QUOTED TEXT ::

It came in the days after his botched run chase against the South Africans in Auckland and hot on the heels of "that" incident at a Napier hotel.
Handed a one-match ban for "breaching team protocol" by drinking while injured and getting into a verbal altercation with members of the public after a particularly woeful loss, Ryder snapped.
And instead of staying in camp with the Black Caps, he jumped on a plane and made a beeline for home.
Back in Wellington and feeling sorry for himself, the cricket bad boy once more attempted to find solace where it could always be found – the bottle.
And so began a bender of epic proportions as Ryder, holed up in the safety of his home, embarked on a path towards self destruction, aided by a steady supply of booze.
Friends tried to intervene. But he wasn't interested. He wanted out. Out of cricket, out of the public scrutiny. He wanted to be normal.
"I think throughout that last month after I left the Black Caps, the drinking got real bad and I would start getting on the p... on a Friday night and I'd still be going on Sunday," Ryder says, speaking for the first time about last summer's dramatic fall from grace.

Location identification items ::
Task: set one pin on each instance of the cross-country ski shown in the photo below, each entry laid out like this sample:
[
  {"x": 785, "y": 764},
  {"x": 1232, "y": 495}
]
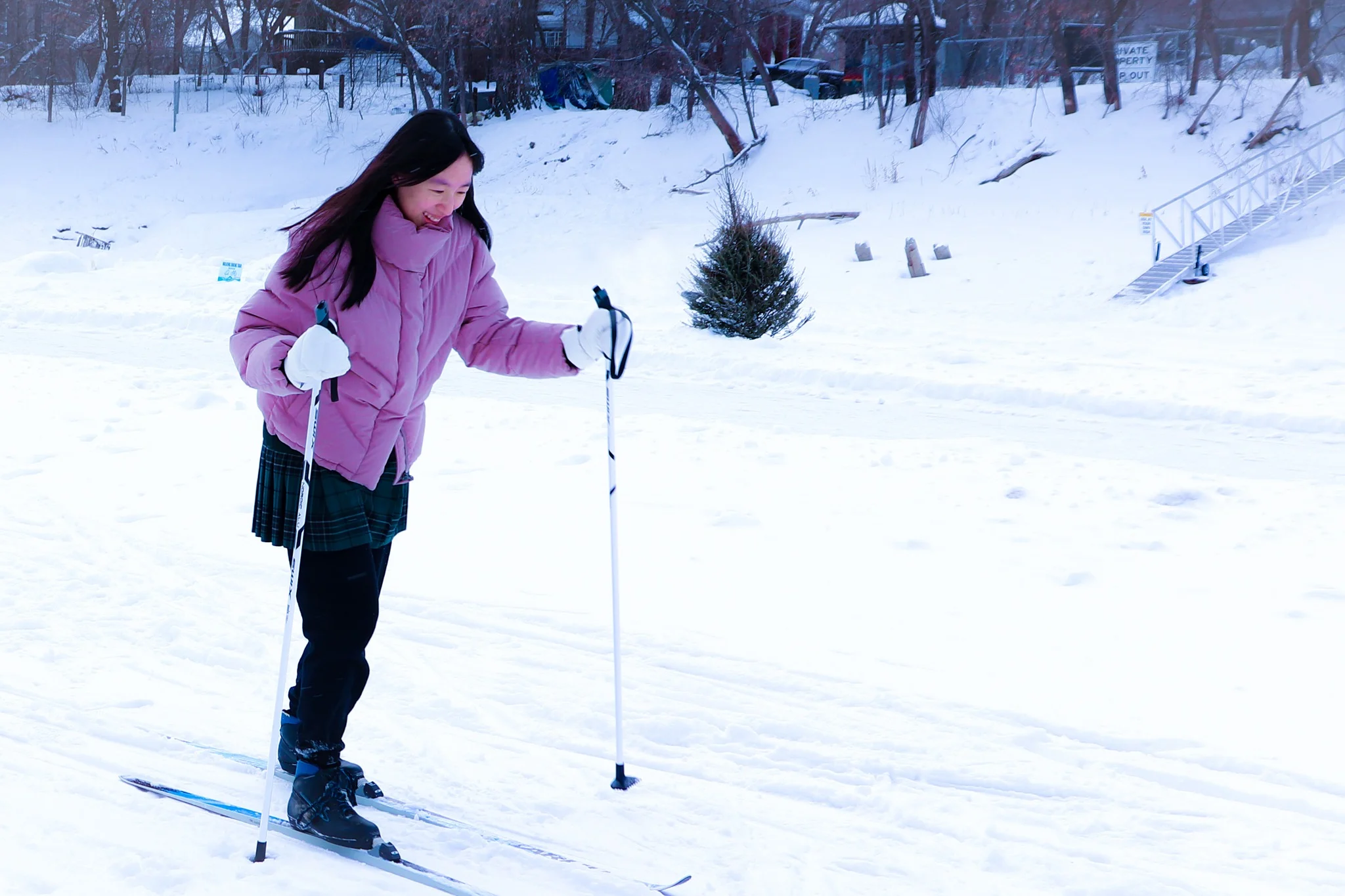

EXERCISES ::
(1) Using the passage about Ryder, say whether each statement agrees with it: (a) Ryder received a one-match ban; (b) after the ban, Ryder stayed in camp with the Black Caps; (c) Ryder welcomed his friends' attempts to intervene. Answer yes or no for each and quote the deciding words.
(2) Write out the passage about Ryder word for word, between "Back in Wellington" and "supply of booze.", inclusive.

RESPONSES PER TASK ::
(1)
(a) Yes: "Handed a one-match ban"
(b) No: "instead of staying in camp with the Black Caps, he jumped on a plane and made a beeline for home."
(c) No: "Friends tried to intervene. But he wasn't interested."

(2)
Back in Wellington and feeling sorry for himself, the cricket bad boy once more attempted to find solace where it could always be found – the bottle.
And so began a bender of epic proportions as Ryder, holed up in the safety of his home, embarked on a path towards self destruction, aided by a steady supply of booze.